#### YOUR INSTRUCTIONS:
Produce a verbatim transcription of the records below, beginning at the line containing "For every instance of the doorway, put" and ending at the final line; include only those lines.

▬▬▬▬▬▬

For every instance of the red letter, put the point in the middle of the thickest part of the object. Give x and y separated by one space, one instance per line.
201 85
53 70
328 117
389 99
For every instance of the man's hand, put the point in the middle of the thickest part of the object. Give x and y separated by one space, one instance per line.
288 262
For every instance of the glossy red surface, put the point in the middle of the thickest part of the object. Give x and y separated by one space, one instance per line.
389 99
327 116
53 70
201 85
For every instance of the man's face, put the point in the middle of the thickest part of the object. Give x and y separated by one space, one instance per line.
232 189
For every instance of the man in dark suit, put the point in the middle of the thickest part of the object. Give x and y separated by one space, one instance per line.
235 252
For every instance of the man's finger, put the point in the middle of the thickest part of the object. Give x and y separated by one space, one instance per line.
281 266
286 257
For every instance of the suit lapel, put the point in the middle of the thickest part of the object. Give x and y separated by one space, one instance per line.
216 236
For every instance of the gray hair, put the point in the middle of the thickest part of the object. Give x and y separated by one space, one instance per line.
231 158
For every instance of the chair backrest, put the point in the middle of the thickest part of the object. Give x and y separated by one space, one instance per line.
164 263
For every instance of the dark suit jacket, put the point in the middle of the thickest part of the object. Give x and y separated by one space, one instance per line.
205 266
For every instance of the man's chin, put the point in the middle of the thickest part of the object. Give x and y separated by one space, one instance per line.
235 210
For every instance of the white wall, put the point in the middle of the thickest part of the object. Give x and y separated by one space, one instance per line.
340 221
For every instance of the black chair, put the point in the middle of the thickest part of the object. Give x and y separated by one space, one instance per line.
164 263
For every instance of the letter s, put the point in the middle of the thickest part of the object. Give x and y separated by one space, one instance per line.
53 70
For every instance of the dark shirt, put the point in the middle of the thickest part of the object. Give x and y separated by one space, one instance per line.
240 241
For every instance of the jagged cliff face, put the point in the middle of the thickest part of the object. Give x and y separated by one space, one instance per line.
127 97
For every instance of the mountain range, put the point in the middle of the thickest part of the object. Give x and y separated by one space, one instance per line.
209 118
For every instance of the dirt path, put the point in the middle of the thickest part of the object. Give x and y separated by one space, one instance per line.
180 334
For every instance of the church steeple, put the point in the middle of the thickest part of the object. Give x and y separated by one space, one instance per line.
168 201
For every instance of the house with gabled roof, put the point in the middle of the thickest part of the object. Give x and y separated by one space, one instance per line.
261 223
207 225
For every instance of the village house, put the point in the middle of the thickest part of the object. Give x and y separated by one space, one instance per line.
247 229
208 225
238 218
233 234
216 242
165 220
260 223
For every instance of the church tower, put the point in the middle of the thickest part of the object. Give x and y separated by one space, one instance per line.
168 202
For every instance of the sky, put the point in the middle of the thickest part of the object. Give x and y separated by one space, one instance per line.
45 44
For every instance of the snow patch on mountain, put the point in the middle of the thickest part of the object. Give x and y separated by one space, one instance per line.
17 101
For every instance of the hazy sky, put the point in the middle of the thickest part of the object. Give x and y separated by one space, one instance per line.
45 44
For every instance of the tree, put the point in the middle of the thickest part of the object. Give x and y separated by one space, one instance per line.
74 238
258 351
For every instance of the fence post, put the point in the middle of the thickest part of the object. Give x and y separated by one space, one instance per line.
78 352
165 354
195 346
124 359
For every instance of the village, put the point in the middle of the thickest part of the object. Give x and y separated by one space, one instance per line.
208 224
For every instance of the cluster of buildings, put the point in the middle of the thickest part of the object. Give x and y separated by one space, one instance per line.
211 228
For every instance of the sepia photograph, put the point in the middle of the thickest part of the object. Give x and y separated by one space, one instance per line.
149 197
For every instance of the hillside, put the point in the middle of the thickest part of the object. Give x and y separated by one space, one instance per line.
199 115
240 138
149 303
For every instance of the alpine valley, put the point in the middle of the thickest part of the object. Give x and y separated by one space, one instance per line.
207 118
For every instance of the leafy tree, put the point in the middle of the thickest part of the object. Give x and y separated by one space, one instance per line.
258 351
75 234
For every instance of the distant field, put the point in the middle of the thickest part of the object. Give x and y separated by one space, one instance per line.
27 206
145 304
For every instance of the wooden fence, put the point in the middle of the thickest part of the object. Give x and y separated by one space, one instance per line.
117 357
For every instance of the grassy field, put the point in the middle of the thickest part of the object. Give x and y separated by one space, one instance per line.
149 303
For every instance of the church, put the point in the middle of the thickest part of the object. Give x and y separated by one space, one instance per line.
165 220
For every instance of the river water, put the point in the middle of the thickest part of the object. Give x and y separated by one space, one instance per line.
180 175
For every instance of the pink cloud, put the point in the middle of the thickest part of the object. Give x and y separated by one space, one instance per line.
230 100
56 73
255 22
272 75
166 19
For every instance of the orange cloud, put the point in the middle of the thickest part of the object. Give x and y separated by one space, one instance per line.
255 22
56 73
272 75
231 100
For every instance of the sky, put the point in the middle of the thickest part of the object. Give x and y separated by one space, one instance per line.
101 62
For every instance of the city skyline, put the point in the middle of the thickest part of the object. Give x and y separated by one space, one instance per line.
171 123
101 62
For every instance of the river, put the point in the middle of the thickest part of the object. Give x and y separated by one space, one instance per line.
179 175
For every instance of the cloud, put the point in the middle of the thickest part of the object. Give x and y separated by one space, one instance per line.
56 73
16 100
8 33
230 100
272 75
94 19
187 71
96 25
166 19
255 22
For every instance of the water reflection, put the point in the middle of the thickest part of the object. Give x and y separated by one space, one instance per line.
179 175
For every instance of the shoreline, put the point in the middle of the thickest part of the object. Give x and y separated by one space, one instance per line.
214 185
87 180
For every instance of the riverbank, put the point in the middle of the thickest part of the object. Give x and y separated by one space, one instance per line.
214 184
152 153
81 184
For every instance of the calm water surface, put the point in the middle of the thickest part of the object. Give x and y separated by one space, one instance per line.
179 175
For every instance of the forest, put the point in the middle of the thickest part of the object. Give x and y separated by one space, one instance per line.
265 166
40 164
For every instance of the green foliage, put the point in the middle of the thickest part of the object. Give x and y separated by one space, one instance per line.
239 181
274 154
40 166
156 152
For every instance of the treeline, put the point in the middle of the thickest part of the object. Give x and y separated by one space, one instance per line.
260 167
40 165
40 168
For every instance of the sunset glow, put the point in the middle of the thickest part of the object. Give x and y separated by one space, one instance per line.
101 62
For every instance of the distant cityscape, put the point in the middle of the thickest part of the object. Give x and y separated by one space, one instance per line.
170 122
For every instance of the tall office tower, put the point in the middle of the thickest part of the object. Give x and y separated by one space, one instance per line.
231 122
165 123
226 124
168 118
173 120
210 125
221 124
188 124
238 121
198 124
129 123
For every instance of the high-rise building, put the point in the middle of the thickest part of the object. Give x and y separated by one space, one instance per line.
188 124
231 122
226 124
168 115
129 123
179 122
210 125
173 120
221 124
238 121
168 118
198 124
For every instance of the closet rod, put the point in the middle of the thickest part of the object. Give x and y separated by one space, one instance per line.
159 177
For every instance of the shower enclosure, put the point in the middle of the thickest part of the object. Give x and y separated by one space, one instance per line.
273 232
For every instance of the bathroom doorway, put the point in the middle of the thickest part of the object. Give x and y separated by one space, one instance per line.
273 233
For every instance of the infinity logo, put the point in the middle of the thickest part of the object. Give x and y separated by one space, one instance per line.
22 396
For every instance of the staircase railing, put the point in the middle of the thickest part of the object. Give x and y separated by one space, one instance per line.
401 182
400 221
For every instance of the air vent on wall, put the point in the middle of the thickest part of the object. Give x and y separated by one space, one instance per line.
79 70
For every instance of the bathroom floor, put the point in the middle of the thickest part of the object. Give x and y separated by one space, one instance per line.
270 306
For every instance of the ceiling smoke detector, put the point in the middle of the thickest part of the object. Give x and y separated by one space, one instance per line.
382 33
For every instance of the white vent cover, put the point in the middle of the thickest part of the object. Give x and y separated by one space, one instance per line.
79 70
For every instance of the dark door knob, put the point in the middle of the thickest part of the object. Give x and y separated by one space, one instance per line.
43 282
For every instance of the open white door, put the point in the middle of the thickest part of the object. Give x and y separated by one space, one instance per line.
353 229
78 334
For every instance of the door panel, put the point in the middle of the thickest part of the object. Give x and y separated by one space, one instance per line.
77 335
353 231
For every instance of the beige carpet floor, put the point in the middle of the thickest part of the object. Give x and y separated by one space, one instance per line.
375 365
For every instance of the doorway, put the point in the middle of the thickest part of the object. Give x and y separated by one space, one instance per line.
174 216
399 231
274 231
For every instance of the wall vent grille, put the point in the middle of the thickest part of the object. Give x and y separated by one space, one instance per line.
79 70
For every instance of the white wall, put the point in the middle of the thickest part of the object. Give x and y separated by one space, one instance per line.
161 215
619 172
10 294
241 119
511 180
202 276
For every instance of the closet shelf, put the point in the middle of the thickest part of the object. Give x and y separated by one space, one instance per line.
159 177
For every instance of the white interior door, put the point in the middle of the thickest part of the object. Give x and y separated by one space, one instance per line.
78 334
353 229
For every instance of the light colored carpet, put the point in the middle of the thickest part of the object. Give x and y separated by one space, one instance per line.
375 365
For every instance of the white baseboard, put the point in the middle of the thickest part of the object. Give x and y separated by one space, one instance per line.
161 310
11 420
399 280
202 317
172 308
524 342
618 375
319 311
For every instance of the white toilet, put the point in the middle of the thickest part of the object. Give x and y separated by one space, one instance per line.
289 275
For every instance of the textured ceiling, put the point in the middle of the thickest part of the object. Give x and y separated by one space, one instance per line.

▬▬▬▬▬▬

#### WRITTEN SOLUTION:
For every instance of the doorway, put the point in the middle of the thickest part of the object. Give x and y separated by one space, one instance per line.
174 216
399 231
274 231
For every instance of the wall vent grille, put the point in the middle of the thickest part of the object. Give x and y separated by one space, one instance per line.
79 70
For every instance of the white wall, put the point in the middle of the thickest part of the object. Give x and y separated by one space, one instance per line.
161 215
619 172
10 294
241 119
511 180
202 276
For every instance of the closet shelf, put the point in the middle of the thickest part of the object. Give x and y separated by one space, one instance per line.
159 177
For every instance of the white interior door, put the point in the middle of the thickest part of the object. Give x and y separated by one space, one instance per line.
78 334
353 229
For every instance of the light colored carpet, put the point in the middle of the thickest part of the object. Give x and y separated by one space, one instance per line.
375 365
For every instance of the white baseboard, put the point in the middle of the thickest part of the object. Give x and y separated by one space, one instance per line.
161 310
11 420
399 280
202 317
172 308
524 342
618 375
319 311
For every instance of the white toilet, put the point in the middle of the thickest part of the object. Give x and y separated by one space, one instance per line.
289 275
For every instance of the textured ceiling, put the point in the middle of the thickest part of the object. Give x and y separated by one space, one instance per line.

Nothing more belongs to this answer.